#### ÉNONCÉ 1:
Recopiez à l'identique les lignes placées après l'extrait, depuis la première d'entre elles jusqu'à celle qui contient « top-left (218, 228), bottom-right (240, 278) », les deux incluses. Ne reprenez pas les images dans votre réponse.

#### EXTRAIT:
##########
Le Sommet de la honte

Paris, 2 mai. Au moment où la mort de Ben Laden marque un succès important dans la lutte contre le terrorisme mais risque d’exacerber la haine de ses partisans, le spectacle qu’offre l’Europe face aux révoltes arabes est affligeant. Au lieu des manifestations de solidarité que devrait susciter le ralliement des peuples de la rive Sud aux valeurs démocratiques, les nations européennes rivalisent dans l’égoïsme et la courte vue. En témoigne ce honteux sommet de Rome où dirigeants français et italiens s’entendent pour remettre en cause la liberté de circulation des personnes dans l’espace Schengen sans proposer la moindre mesure de solidarité envers les malheureux Tunisiens privés subitement des recettes touristiques qui limitaient leur misère. Seule une aide massive de l’UE justifierait en contrepartie l’exigence d’un contrôle strict des départs vers l’Europe. En attendant l’Europe devrait recevoir et se répartir un nombre de réfugiés sans commune mesure avec celui des réfugiés libyens accueillis par la Tunisie. Encore faudrait-il que l’Europe se dote d’un budget en rapport avec ses responsabilités sinon mondiales, du moins régionales. Que sont devenus les avocats de l’Union pour la Méditerranée ?
##########
#### DONNÉES DE L'EXERCICE:
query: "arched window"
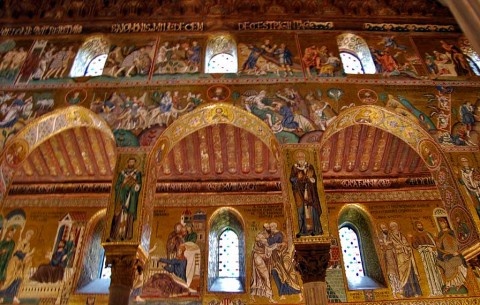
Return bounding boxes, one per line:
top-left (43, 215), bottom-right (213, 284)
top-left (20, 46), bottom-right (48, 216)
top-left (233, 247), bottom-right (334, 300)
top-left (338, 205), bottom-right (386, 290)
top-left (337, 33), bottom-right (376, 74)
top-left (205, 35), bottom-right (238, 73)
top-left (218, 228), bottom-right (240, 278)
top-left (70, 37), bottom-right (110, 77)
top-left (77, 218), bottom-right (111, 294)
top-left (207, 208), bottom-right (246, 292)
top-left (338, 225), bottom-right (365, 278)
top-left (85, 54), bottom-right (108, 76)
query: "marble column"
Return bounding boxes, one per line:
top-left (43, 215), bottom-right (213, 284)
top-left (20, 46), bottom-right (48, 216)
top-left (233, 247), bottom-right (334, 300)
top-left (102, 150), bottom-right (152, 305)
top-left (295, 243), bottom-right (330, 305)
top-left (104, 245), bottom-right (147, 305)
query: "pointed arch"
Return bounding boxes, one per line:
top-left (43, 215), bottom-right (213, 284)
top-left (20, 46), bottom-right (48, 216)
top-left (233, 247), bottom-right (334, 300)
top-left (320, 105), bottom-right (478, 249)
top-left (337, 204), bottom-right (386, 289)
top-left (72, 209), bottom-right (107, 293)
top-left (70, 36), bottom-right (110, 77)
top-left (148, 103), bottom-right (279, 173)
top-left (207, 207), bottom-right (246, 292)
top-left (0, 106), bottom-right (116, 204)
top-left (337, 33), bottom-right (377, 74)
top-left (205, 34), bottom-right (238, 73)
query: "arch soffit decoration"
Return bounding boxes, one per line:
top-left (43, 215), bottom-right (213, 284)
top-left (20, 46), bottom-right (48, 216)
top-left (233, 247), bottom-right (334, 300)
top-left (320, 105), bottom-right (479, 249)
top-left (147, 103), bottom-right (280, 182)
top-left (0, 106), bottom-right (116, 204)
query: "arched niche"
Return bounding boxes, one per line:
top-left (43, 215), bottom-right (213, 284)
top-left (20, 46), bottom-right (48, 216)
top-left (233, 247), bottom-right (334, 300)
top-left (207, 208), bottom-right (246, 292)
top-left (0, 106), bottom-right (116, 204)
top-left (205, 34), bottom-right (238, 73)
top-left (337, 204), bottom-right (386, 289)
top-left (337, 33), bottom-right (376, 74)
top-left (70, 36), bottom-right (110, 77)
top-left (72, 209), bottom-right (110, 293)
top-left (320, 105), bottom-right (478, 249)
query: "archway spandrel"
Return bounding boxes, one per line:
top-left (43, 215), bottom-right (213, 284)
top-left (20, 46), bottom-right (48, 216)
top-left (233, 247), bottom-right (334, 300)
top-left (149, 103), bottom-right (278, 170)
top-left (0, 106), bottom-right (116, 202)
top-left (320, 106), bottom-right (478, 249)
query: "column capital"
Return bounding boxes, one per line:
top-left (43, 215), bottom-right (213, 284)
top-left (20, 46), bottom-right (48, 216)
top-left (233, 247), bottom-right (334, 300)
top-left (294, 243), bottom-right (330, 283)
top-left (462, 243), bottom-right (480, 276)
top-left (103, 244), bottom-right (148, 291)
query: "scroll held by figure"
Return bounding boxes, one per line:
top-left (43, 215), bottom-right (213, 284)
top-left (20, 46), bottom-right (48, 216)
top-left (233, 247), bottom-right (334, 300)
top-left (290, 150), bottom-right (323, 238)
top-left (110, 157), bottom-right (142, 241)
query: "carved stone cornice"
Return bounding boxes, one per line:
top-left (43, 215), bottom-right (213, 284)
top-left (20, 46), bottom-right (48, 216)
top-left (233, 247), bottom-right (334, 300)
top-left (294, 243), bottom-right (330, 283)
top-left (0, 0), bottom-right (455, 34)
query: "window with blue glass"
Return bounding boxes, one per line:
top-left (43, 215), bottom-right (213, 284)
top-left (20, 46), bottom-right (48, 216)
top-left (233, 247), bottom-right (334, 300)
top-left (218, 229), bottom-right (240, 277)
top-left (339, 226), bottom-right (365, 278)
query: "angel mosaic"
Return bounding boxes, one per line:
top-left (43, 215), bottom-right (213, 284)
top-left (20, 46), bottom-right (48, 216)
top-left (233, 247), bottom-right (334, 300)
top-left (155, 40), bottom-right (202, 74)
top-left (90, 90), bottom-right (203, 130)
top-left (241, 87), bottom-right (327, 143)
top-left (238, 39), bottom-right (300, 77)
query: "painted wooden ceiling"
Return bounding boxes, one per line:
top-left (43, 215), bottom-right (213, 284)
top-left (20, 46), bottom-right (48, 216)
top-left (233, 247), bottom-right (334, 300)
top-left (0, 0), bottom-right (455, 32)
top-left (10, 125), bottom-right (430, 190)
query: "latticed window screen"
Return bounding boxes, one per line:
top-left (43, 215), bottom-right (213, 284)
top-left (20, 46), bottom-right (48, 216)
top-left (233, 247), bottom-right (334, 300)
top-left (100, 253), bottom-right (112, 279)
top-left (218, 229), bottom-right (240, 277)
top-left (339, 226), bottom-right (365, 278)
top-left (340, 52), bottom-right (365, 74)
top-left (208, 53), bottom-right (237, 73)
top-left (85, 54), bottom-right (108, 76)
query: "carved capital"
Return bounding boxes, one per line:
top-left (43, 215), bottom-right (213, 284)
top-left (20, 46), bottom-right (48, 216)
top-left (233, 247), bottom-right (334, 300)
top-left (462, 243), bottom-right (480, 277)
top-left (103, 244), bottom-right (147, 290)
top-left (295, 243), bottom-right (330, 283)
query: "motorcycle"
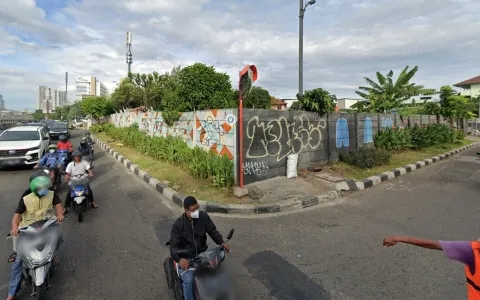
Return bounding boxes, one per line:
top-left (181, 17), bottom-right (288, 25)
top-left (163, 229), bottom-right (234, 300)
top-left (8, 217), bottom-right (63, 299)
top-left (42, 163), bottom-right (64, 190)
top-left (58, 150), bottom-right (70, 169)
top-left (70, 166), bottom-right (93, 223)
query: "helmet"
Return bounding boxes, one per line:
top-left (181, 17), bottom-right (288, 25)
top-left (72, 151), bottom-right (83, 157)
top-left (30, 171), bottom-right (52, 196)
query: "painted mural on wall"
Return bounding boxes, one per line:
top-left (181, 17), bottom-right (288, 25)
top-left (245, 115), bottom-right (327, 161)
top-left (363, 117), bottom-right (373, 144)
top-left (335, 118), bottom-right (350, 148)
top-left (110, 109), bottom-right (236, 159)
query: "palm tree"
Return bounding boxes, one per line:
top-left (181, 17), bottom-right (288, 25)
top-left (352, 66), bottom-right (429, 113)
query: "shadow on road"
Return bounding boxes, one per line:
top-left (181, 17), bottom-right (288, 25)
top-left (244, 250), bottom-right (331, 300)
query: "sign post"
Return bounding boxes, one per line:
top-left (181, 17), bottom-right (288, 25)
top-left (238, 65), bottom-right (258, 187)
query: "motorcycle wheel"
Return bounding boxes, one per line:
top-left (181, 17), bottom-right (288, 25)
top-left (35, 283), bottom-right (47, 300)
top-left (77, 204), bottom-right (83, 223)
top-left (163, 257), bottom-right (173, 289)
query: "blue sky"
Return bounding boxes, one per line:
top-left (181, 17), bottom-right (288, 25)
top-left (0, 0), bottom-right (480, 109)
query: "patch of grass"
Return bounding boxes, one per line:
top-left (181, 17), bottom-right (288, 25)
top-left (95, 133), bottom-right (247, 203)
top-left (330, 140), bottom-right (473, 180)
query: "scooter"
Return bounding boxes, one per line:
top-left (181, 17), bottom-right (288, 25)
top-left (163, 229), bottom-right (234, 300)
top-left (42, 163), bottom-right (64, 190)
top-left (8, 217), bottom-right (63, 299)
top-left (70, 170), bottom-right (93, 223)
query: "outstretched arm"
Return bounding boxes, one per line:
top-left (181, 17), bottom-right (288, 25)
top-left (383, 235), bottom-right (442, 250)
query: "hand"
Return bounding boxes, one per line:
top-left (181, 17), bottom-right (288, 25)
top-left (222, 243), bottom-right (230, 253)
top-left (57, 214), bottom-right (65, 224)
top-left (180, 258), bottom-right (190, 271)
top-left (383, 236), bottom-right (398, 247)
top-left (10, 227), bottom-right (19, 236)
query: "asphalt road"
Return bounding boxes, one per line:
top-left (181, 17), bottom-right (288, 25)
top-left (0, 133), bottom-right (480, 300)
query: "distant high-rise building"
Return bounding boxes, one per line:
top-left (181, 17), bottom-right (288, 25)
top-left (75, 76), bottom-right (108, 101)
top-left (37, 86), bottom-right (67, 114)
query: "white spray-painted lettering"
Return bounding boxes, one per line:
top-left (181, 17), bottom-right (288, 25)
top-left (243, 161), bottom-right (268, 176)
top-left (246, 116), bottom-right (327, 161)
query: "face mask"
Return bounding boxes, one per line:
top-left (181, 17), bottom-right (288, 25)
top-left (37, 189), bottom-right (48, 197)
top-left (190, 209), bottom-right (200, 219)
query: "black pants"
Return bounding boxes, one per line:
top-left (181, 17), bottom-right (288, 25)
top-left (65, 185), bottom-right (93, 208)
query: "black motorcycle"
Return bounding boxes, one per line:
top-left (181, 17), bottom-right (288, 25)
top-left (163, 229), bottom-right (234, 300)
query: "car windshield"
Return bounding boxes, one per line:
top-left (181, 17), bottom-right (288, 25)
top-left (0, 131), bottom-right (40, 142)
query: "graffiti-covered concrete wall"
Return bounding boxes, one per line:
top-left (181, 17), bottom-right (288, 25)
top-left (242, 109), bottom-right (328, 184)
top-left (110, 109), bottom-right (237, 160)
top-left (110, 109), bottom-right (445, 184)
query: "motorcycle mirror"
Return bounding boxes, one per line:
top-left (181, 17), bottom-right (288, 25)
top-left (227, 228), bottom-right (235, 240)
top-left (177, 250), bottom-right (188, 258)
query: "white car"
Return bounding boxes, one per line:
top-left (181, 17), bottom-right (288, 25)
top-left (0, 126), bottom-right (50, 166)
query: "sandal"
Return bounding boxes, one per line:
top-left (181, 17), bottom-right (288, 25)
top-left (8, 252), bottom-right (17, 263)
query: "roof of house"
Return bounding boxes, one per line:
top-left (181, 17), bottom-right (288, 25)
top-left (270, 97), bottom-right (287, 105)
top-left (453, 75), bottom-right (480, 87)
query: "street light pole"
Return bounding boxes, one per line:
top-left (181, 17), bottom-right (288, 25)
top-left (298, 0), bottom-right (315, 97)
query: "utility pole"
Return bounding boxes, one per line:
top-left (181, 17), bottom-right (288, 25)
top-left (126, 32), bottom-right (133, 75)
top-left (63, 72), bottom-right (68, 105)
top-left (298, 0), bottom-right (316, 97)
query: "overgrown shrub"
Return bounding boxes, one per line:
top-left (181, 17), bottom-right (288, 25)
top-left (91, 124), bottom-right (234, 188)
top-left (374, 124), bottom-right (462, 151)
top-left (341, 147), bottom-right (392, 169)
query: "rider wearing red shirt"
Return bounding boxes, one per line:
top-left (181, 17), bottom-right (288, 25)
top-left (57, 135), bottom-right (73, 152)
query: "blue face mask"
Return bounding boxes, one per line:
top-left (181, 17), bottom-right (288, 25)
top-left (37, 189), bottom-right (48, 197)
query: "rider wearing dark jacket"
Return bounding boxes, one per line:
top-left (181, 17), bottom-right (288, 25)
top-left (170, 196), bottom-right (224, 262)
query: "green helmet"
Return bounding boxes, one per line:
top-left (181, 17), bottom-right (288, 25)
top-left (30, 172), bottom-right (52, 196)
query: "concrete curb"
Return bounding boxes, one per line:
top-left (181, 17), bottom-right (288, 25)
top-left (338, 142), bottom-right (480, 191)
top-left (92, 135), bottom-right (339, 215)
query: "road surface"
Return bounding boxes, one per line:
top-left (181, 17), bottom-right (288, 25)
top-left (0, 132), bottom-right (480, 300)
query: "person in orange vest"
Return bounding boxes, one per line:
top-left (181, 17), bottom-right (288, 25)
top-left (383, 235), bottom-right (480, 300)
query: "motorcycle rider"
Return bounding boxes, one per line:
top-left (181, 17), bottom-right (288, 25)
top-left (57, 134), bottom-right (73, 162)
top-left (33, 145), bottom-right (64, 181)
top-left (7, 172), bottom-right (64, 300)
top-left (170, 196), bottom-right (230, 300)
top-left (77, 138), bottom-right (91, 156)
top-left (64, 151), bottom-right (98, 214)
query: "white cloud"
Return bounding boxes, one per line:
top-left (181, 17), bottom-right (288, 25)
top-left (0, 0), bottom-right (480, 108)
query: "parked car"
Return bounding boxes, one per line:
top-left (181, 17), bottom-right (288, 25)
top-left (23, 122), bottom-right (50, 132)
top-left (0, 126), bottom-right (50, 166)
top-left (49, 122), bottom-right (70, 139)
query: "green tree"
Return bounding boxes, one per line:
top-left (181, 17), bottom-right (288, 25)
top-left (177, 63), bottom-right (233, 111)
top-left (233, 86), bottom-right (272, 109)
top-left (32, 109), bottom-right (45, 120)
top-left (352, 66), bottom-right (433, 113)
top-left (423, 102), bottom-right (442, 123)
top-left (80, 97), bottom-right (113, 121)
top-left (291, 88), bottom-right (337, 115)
##########
#### ÉNONCÉ 2:
Merci de poursuivre l'extrait sur le sommet de Rome et les révoltes arabes, à partir de sa dernière phrase.

#### RÉSULTAT ATTENDU 1:
query: "arched window"
Return bounding boxes, one per line:
top-left (43, 215), bottom-right (213, 284)
top-left (20, 46), bottom-right (48, 216)
top-left (233, 247), bottom-right (334, 300)
top-left (338, 205), bottom-right (386, 290)
top-left (337, 33), bottom-right (376, 74)
top-left (205, 35), bottom-right (238, 73)
top-left (218, 228), bottom-right (240, 278)

#### RÉSULTAT ATTENDU 2:
Elections européennes, une proposition intéressante

Platier, 26 avril. Les quatre principaux groupes du Parlement européen se sont mis d’accord pour utiliser le droit de proposition que leur donne le traité de Lisbonne concernant le mode d’élection. La principale réforme proposée consiste à donner un deuxième bulletin aux électeurs en vue de l’élection de 25 députés dans une circonscription couvrant l’ensemble du territoire de l’Union. Les partis seraient naturellement conduits à placer sur leurs listes des personnalités ayant une audience dépassant les frontières de leur pays. Ainsi la campagne pourrait prendre le caractère d’un débat européen au lieu d’être l’addition de débats nationaux. Les élus sur ces listes paneuropéennes seraient des candidats en quelque sorte pré-désignés par les électeurs pour faire partie de la Commission dont la nomination intervient après l’élection du Parlement qui a désormais le pouvoir d’élire le président et d’approuver l’ensemble du collège. Cette réforme que j’avais proposée jadis au sein du Mouvement européen serait sans doute de nature à limiter l’abstention. Ce projet, bien que porté par un député britannique, Andrew Duff, appartenant au groupe des libéraux et d’orientation fédéraliste, a malheureusement toute chance de se heurter à un veto de Londres. Encore devrait-il être mieux connu et soutenu dans les pays qui souhaitent un renforcement de la démocratie européenne.

Immigration. Où est l'Europe ?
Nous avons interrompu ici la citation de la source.